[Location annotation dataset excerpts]
........
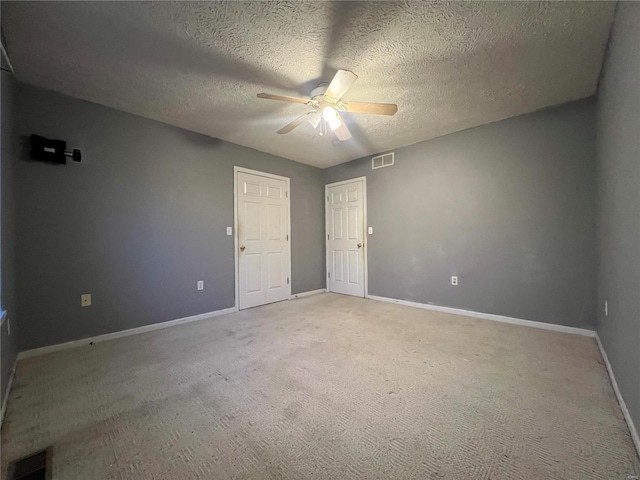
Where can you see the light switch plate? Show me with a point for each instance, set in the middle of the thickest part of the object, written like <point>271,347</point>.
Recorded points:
<point>85,300</point>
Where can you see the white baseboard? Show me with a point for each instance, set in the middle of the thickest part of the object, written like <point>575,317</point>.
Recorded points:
<point>310,292</point>
<point>6,393</point>
<point>489,316</point>
<point>616,390</point>
<point>124,333</point>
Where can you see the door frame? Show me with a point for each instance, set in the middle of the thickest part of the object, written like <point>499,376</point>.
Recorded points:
<point>236,239</point>
<point>365,227</point>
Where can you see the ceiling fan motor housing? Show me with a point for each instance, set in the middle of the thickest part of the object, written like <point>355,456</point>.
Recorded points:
<point>319,90</point>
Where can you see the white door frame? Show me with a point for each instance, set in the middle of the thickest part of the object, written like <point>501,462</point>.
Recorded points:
<point>364,233</point>
<point>236,245</point>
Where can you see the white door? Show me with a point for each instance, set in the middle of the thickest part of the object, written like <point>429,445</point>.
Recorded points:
<point>263,239</point>
<point>345,237</point>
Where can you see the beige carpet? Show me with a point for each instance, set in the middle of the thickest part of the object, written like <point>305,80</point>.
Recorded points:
<point>325,387</point>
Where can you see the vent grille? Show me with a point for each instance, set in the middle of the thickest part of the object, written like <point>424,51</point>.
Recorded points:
........
Arrange the lines of the entries as a JSON list of strings, one string per line, skipping blank lines and leaving out the pictures. Start with the first line of the entries and go on through the line that contains "<point>345,237</point>", with both ends included.

The completed task →
[
  "Where can you see the light switch plate? Show me with a point for each instance, set in the middle of the thickest part of the object, written like <point>271,347</point>.",
  "Recorded points:",
  "<point>85,300</point>",
  "Where can you see the white baseboard? Show me with a point for each instance, set in the middle of the thickest part of the object, written like <point>575,317</point>.",
  "Recorded points:",
  "<point>310,292</point>",
  "<point>6,393</point>",
  "<point>489,316</point>",
  "<point>616,390</point>",
  "<point>124,333</point>",
  "Where can you see the door frame? Show me with a point for each instance, set in the middle of the thickest part of the object, written like <point>499,376</point>.",
  "Recorded points:",
  "<point>236,239</point>",
  "<point>365,227</point>",
  "Where can you see the ceiling fan motor housing? Show me with a point for each instance, set in the middle of the thickest part of the object, written like <point>355,456</point>.",
  "Recorded points:",
  "<point>319,90</point>",
  "Where can you see the white door frame? Show me with a point for each instance, set in the middle of the thickest part of the object, written like <point>501,462</point>.",
  "Recorded points:",
  "<point>364,233</point>",
  "<point>236,245</point>",
  "Where can you see the white door? Show me with a point for each instance, set in the middle of the thickest part of the object, written like <point>429,445</point>.",
  "Recorded points:",
  "<point>263,239</point>",
  "<point>345,237</point>"
]